— START —

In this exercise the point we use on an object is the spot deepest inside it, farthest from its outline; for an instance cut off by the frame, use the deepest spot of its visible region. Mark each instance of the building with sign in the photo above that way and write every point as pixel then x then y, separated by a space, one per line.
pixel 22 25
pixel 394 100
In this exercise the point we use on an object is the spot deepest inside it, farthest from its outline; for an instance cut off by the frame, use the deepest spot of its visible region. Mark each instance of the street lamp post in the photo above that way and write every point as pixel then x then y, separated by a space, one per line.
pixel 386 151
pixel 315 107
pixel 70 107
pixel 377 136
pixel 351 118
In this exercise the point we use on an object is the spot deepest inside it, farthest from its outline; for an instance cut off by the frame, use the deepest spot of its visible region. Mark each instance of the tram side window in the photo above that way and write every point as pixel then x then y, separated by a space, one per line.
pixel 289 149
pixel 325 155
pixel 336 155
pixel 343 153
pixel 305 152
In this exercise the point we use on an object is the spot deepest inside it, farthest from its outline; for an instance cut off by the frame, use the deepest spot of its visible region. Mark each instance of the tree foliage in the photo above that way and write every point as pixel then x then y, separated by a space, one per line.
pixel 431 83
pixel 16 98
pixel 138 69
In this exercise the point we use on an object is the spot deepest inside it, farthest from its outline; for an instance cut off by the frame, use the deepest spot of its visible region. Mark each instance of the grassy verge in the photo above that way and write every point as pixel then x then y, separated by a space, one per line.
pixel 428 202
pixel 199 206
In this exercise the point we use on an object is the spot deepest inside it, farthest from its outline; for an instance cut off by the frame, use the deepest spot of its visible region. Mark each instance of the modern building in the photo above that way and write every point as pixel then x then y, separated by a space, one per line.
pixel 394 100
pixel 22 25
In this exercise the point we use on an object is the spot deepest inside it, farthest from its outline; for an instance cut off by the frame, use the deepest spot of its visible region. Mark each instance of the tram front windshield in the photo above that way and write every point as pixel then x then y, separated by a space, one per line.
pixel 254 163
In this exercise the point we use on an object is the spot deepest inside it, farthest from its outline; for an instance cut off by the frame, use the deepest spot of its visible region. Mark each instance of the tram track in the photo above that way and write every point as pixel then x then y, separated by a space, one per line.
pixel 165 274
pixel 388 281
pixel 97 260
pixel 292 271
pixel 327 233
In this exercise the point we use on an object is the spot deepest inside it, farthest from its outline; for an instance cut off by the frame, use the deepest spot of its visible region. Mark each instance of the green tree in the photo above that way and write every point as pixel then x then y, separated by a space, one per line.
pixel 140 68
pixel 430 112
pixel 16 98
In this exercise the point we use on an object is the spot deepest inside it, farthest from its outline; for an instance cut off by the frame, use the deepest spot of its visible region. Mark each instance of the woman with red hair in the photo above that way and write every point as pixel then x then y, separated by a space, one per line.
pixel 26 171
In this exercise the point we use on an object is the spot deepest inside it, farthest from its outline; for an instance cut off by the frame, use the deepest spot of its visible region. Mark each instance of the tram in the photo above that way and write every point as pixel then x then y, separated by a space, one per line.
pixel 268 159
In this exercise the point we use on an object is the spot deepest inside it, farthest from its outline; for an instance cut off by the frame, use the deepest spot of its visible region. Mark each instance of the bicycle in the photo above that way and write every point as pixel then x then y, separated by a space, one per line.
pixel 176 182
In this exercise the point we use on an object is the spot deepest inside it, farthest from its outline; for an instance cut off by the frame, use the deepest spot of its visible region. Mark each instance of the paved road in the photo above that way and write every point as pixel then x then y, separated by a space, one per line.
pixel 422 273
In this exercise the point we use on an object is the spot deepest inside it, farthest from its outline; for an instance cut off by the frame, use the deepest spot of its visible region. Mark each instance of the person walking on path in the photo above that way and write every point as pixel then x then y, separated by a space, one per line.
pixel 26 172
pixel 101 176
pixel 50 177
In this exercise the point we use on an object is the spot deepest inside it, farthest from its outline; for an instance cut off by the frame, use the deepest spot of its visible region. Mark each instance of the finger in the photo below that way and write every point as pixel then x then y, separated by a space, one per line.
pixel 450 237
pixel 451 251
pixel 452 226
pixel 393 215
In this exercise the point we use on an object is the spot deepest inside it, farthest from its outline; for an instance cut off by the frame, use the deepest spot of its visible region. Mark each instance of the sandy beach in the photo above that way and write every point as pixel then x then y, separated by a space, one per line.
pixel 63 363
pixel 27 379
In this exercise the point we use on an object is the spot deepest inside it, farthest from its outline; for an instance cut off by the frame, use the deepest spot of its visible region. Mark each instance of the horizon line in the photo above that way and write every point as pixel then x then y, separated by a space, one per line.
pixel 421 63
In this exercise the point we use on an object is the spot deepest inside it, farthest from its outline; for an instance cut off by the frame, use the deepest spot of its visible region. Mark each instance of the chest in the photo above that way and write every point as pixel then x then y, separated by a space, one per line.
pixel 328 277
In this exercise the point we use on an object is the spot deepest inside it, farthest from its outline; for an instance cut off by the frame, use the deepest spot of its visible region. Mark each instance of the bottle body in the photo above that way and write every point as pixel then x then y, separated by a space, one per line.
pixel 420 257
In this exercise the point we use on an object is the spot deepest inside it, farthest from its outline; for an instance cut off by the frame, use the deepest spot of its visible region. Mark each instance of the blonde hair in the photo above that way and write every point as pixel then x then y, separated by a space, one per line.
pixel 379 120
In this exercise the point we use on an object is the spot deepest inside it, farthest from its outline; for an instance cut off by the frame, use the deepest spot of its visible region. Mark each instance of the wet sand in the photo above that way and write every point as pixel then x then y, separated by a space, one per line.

— END —

* PROBLEM TO WORK ON
Exact output of every entry is required.

* RESPONSE TO THE TASK
In this exercise the point we use on an object is the spot deepest inside it, farthest from its outline; for an instance cut off by the frame, use the deepest spot of its visible region. Mark each instance of the building with sign in the photo above that way and write every point as pixel then x then y, separated by a space, one per line.
pixel 22 25
pixel 394 100
In this exercise the point we use on an object is the spot deepest inside it, farthest from its outline; for an instance cut off by the frame, use the deepest spot of its visible region. Mark each instance of the street lamp post in the photo above that way and write every point as pixel then x then y, separated by a space, one per line.
pixel 386 151
pixel 315 107
pixel 70 107
pixel 377 136
pixel 351 118
In this exercise the point we use on an object is the spot deepest inside it, farthest from its outline; for an instance cut off by the frame, use the deepest spot of its visible region. Mark each instance of the tram side window in the photo above that way and write every point as pixel then x then y, separated by a space, one per line.
pixel 289 149
pixel 325 155
pixel 336 155
pixel 343 153
pixel 305 152
In this exercise the point we use on an object is the spot deepest inside it, farthest from its outline; for an instance cut off by the frame, use the deepest spot of its visible region. Mark each instance of the tree foliage in the photo above that way and write every point as pixel then x then y, separated by a space, one per line.
pixel 431 83
pixel 16 98
pixel 138 69
In this exercise the point we use on an object is the spot deepest inside it, farthest from its outline; for an instance cut off by the frame, use the deepest spot of its visible region. Mark each instance of the grassy verge in the photo above that way and write every point as pixel then x then y, separated by a space, one per line.
pixel 428 202
pixel 199 206
In this exercise the point we use on an object is the spot deepest inside it, farthest from its outline; for an instance cut off by the frame, use the deepest spot of its visible region. Mark each instance of the modern building in the photo above that way and write every point as pixel then x then y, separated by a space, one per line.
pixel 394 100
pixel 22 25
In this exercise the point we use on an object is the spot deepest inside it, farthest from its outline; for an instance cut off by the frame, use the deepest spot of its visible region. Mark each instance of the tram front windshield in the photo above that way and write every point as pixel then x then y, separated by a space, one per line.
pixel 254 163
In this exercise the point we use on an object is the spot deepest inside it, farthest from its outline; for an instance cut off by the frame, use the deepest spot of its visible region. Mark each instance of the tram track in the photo above that way and write every point as pixel then x then y, separated by a space, one per line.
pixel 165 274
pixel 388 281
pixel 97 260
pixel 292 271
pixel 327 233
In this exercise the point we use on an object is the spot deepest inside it, farthest from its outline; for an instance cut off by the frame, use the deepest spot of its visible region. Mark each instance of the green tree in the photo above that way and write every point as pixel then x then y, separated by a space, one per line.
pixel 140 68
pixel 430 112
pixel 16 98
In this exercise the point we use on an object is the spot deepest inside it, farthest from its outline; for an instance cut off by the frame, use the deepest spot of its visible region. Mark each instance of the woman with red hair in the photo above that way and write every point as pixel then x then y, separated by a space, one per line.
pixel 26 171
In this exercise the point we use on an object is the spot deepest inside it, farthest from its outline; for an instance cut off by the frame, use the deepest spot of its visible region. Mark each instance of the tram in the photo above that way and write every point as pixel then x then y, separated by a space, one per line.
pixel 268 159
In this exercise the point we use on an object is the spot deepest inside it, farthest from its outline; for an instance cut off by the frame, use the deepest spot of its visible region. Mark each instance of the bicycle in the photo above that way and write every point as pixel then x then y, separated by a space, one per line.
pixel 176 182
In this exercise the point we use on an object is the spot deepest inside it, farthest from its outline; for an instance cut off by the frame, use the deepest spot of its visible region. Mark each instance of the paved road in the photo above that way and write every point as pixel then x then y, separated by a space, one per line.
pixel 422 273
In this exercise the point we use on an object is the spot deepest inside it, farthest from its outline; for an instance cut off by the frame, use the deepest spot of its visible region. Mark each instance of the person walking on path in the photo above that way and write every point as pixel then x then y, separated by a space, one per line.
pixel 26 172
pixel 101 176
pixel 50 177
In this exercise the point we use on an object is the spot deepest inside it, farthest from its outline; for an instance cut off by the frame, use the deepest spot of its visible region. Mark each instance of the finger in the photo below that way and write every point as pixel then x then y, separated by a space, one per line.
pixel 450 237
pixel 451 251
pixel 452 226
pixel 393 215
In this exercise the point we use on an object is the spot deepest inside it, farthest from its outline; for an instance cut off by the frame, use the deepest spot of its visible region. Mark each instance of the sandy beach in the photo above that way and write every point as pixel then x then y, separated by a space, one per line.
pixel 63 363
pixel 27 379
In this exercise the point we use on an object is the spot deepest inside it, farthest from its outline; for an instance cut off by the frame, use the deepest spot of its visible region. Mark each instance of the horizon line in the photo above that way and write every point as pixel then x then y, separated by a space, one per line.
pixel 421 63
In this exercise the point we use on an object is the spot deepest inside it, farthest from its outline; for an instance cut off by the frame, use the deepest spot of its visible region. Mark each instance of the chest in the photo above that way and write every point as pixel then x then y, separated by a space, one per line.
pixel 328 277
In this exercise the point we use on an object is the spot deepest inside it, farthest from its outline; for an instance cut off by the frame, use the deepest spot of its visible region. Mark each instance of the bottle body in the photo above that way and write every point as pixel then x then y, separated by a space, one per line.
pixel 420 257
In this exercise the point we use on an object is the spot deepest inside it, farthest from its outline; for an instance cut off by the frame, use the deepest spot of its visible region. Mark each instance of the blonde hair in the photo above that way and write every point as pixel then x then y, separated by a space, one per line.
pixel 379 120
In this exercise the point we use on an object is the spot deepest inside it, farthest from its outline; for an instance cut off by the frame, use the deepest spot of its visible region. Mark each instance of the wet sand in the photo above that way and write every point as pixel then x then y, separated by a space, one per line.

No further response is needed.